RECORDS FOR THIS TASK |
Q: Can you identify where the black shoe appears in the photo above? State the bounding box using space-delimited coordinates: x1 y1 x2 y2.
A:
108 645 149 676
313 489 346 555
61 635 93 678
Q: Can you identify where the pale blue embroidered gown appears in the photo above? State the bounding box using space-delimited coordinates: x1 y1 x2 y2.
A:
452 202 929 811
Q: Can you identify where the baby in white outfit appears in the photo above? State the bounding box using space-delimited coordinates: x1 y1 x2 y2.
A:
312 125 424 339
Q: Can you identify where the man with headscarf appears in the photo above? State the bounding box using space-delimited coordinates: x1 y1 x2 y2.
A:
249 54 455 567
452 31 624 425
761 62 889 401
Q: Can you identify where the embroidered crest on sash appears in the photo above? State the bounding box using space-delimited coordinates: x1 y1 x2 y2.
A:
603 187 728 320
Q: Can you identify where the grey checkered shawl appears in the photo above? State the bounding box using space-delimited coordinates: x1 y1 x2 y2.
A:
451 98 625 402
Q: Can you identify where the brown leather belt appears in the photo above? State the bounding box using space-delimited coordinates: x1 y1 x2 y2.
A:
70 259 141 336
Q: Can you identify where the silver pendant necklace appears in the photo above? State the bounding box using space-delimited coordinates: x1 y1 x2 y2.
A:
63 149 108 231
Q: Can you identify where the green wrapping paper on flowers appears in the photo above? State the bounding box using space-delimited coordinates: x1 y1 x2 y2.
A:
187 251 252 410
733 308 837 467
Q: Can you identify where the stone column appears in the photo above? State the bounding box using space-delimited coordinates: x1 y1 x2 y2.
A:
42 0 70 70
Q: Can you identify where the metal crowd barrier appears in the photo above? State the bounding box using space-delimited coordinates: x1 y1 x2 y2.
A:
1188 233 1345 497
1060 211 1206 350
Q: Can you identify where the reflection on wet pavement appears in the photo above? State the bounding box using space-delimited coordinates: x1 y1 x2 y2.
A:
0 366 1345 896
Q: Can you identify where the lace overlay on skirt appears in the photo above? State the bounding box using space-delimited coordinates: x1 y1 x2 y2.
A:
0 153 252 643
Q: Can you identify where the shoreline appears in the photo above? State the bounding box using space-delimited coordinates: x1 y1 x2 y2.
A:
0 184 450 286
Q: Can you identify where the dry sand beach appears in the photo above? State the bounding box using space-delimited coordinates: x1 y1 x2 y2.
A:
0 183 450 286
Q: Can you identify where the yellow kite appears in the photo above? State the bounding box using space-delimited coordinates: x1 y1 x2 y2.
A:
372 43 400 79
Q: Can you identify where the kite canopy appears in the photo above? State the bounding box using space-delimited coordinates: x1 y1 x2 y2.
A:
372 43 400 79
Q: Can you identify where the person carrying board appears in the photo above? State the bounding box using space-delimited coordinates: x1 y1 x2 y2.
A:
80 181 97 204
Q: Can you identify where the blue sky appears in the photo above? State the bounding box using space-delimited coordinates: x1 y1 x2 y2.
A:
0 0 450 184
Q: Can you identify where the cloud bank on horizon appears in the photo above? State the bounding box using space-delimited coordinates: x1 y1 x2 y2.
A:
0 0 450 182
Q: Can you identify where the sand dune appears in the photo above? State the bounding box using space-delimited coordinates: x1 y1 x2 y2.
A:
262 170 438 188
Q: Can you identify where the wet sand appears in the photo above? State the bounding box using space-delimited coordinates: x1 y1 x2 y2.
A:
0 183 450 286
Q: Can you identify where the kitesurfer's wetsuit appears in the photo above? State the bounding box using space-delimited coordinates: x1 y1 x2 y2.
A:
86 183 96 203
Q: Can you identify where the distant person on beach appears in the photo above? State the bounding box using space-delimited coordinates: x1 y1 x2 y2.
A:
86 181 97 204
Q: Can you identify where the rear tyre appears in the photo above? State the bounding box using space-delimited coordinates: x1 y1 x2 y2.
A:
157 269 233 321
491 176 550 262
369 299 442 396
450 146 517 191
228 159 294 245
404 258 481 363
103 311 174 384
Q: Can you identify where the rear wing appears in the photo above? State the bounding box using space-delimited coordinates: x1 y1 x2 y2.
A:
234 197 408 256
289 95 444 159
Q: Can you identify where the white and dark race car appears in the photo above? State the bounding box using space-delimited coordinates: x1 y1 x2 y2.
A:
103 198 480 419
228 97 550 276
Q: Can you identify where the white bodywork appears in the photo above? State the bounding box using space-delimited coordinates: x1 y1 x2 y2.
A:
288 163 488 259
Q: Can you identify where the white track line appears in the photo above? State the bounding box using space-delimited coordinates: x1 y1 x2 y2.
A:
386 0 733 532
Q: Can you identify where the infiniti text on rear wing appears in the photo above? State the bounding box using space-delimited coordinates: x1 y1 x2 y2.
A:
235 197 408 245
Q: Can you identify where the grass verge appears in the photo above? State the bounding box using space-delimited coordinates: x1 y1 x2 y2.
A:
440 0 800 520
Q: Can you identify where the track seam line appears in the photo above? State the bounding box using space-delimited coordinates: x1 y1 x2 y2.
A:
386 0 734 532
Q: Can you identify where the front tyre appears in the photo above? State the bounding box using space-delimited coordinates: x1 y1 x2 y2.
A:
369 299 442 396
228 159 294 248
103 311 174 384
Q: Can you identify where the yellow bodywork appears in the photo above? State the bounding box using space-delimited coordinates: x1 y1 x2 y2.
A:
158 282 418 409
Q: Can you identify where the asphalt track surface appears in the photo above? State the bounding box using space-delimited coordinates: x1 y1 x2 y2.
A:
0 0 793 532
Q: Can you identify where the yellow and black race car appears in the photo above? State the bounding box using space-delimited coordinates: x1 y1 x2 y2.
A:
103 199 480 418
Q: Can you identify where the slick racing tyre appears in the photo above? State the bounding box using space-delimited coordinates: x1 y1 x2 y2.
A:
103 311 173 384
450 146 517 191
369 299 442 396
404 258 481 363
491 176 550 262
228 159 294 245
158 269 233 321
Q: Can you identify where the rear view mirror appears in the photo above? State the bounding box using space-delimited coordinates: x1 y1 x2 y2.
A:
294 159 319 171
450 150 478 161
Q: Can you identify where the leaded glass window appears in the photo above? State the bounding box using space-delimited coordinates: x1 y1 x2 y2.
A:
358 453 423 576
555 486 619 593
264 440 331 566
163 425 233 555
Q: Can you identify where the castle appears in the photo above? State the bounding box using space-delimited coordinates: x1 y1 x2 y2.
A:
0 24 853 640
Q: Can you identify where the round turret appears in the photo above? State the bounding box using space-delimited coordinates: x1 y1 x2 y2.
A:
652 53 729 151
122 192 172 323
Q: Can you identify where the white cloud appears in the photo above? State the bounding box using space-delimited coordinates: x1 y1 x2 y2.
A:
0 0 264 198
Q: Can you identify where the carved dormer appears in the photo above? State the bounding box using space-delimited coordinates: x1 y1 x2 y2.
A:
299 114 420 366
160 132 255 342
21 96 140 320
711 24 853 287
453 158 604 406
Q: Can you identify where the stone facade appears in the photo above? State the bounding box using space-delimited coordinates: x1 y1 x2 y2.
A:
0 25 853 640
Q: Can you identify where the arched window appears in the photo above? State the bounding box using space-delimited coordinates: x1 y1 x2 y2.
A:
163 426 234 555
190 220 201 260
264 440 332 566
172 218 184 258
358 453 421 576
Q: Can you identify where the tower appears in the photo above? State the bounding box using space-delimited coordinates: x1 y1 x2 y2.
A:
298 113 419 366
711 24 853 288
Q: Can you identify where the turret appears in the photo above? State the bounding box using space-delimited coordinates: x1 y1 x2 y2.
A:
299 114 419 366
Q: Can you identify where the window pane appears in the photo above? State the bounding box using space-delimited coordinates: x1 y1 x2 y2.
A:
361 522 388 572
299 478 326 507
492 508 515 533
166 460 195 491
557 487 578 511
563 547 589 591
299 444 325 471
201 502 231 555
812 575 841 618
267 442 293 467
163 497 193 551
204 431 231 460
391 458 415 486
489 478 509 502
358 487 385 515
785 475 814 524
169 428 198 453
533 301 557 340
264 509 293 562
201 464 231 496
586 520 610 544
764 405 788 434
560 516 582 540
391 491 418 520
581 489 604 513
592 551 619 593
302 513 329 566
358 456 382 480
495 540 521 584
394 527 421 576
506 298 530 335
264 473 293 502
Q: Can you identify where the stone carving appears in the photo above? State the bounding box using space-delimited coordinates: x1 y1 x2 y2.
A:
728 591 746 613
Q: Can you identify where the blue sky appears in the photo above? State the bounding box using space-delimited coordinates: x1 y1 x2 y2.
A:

TO BE DONE | Rewrite everything in the data from the line containing "Q: Can you identify where the round" down to the line containing "0 0 264 198", replacing "round turret" with "conical turret" and leaving all else unchanged.

FINAL RESULT |
Q: Can you identify where the conical turret appears in the photo above? State the bounding box using space-delimited coordinates: x1 y1 x2 y2.
A:
652 53 729 151
122 192 172 323
Q: Can you identify where the white cloud appears in the photo above? State the bounding box using space-delimited coordinates: x1 y1 x2 y2.
A:
0 0 264 198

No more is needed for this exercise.